→ **Verilen Görev A**
Meal yazısında “Kısaca şu konuya” ifadesinden “diye manâ vermişleridr.” ifadesine kadar uzanan kısmı, “anlamlandırır” yerine “yorumlar” koyarak yeniden yazın.
→ **Verilen Görev B**
Ayet meali üzerine yazıyı, son cümlesinden sonra gelecek biçimde sürdürün.

→ **Verilen Metin**
---------------

Kısaca şu konuya da açıklık getirelim: Genelde MEAL SAHİPLERİNİN büyük çoğunluğu: “Kimini kiminden üstün kıldık” diye anlamlandırır. Öyle olunca direk akla gelen; ERKEKLER KADINLARA GÖRE ÜSTÜNDÜR!.. Zaten meallerde de: Erkekler kadınlar üzerine yöneticidirler veya hâkimdirler, diye manâ vermişleridr.
Biz ise;
“Çünkü Allah,
insanların kimini kiminden (kabiliyetçe) farklı kılmıştır” olarak verdik.
.
BİZİM MEAL, yani Sadık Türkmen Meali (2010):
.
34. ERKEKLER eşlerini koruyup kollasınlar.
Çünkü Allah,
insanların kimini kiminden (kabiliyetçe) farklı kılmıştır.
Erkekler kendi mallarından harcasınlar.
İyi eşler (Allah’a) itaatkâr olanlardır.
Allah’ın onları korunaklı yaratması gibi,
onlar da gaybı/gizliyi/iffetlerini korusunlar.
Serkeşliğe/çirkefliğe/fuhşa eğilim sözkonusu olursa;
eşlerinizi yataklarında yalnız bırakın
ve (işin akibetinden korkutarak)
şiddete maruz kalabileceklerini hatırlatın!
Eğer serkeşlik yapmaktan vazgeçerlerse,
artık onların aleyhine başka bir yol aramayın.
Şüphesiz Allah çok yücedir, çok büyüktür.
.
Sadık Türkmen 2012 Meali:
.
34. ERKEKLER eşlerini koruyup kollasınlar.
Çünkü Allah,
insanların kimini kiminden (kabiliyetçe) farklı kılmıştır.
Erkekler kendi mallarından harcasınlar.
İyi eşler (Allah’a) itaatkâr olanlardır.
Allah’ın onları korunaklı yaratması gibi,
onlar da gaybı/gizliyi/iffetlerini korusunlar.
İffetlerine gölge düşüren/düşürülen kadınlarınızı,
yataklarında yalnız bırakın
veya
darbedileceklerini (eziyet görebileceklerini) hatırlatarak;
(gerçek hukuken açığa çıkarılıncaya kadar) uzaklaş[tır]ın!

---------------

(Bir dizi kayıt)
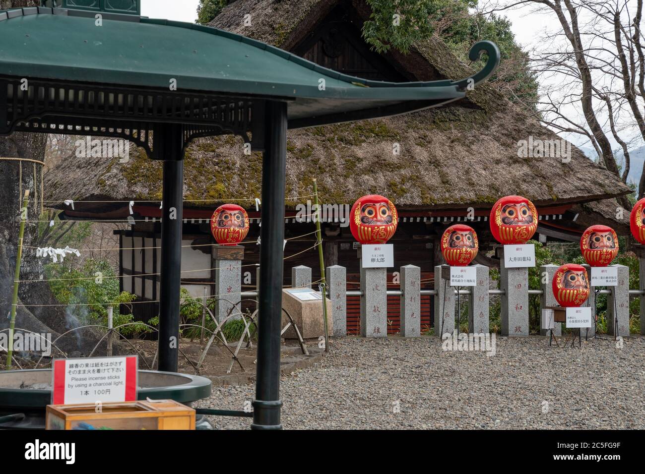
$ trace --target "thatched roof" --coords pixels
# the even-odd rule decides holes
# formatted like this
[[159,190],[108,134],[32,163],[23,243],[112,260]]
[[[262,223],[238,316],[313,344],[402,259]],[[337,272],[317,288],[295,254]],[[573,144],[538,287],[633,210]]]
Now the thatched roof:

---------------

→ **Görevin Yanıtı A**
Kısaca şu konuya da açıklık getirelim: Genelde MEAL SAHİPLERİNİN büyük çoğunluğu: “Kimini kiminden üstün kıldık” diye yorumlar. Öyle olunca direk akla gelen; ERKEKLER KADINLARA GÖRE ÜSTÜNDÜR!.. Zaten meallerde de: Erkekler kadınlar üzerine yöneticidirler veya hâkimdirler, diye manâ vermişleridr.

→ **Görevin Yanıtı B**
Eğer bundan sonra (Allah’a) saygılı davranırlarsa,
artık onların aleyhine başka bir yol aramayın.
Şüphesiz Allah çok yücedir, çok büyüktür. ///
.
.
BU ARAŞTIRMAMIZIN NETİCESİNDE,
Nisa: 34’ü şöyle meallendirdik:
«34. ERKEKLER eşlerini koruyup kollasınlar.
Çünkü Allah,
insanların kimini kiminden (kabiliyetçe) farklı kılmıştır.
Erkekler kendi mallarından harcasınlar.
İyi eşler (Allah’a) itaatkâr olanlardır.
Allah’ın onları korunaklı yaratması gibi,
onlar da iffetlerini korusunlar.
İffetlerine gölge düşüren/düşürülen kadınlarınızı;
önce güzellikle uyarın,
sonra yataklarında yalnız bırakın
veya
(gerçek aydınlatılıncaya kadar bir süre evden) uzaklaşın!
Eğer nasihati/uyarıları dikkate alırlarsa,
artık onların aleyhine başka bir yol aramayın.
Şüphesiz Allah çok yücedir, çok büyüktür.
35. Eğer;
karı-kocanın arasının açılmasından endişe ederseniz,
erkeğin ailesinden bir hakem,
kadının ailesinden bir hakem gönderin.
İki taraf düzeltmek isterlerse,
Allah da onların uzlaşmasına izin verir.» [NİSA SURESİ’nden]
.
Bu şekilde anlamlandırmamızda;
1) Gerek kadın kendi kendini böyle kötü bir duruma düşürebilir.
«İffetlerine gölge düşüren/düşürülen kadınlarınızı;»
~ Bir erkeğin nikahı altındayken, gözü başka birilerinde olabilir gerçeğinden yola çıkılarak bu kanaate varıldı. Özellikle İNTERNET çıktı çıkalı bırakın bekar kızları, erkekleri; evli kadın ve erkekler bile farklı partnerler ile bu ayette işaret edilen olaylara sebebiyet verebilecek ilişkiler yaşayabiliyorlar. Dolayısıyla günümüzde bu ve benzeri durumda bir sürü kadın darba/eziyete uğramıştır; gerek eşleri ve gerekse kadının babası ve kardeşleri (akrabaları) tarafından
.
2) Veya başka birileri tarafından iftiraya uğrayabilir.
«İffetlerine gölge düşüren/düşürülen kadınlarınızı;»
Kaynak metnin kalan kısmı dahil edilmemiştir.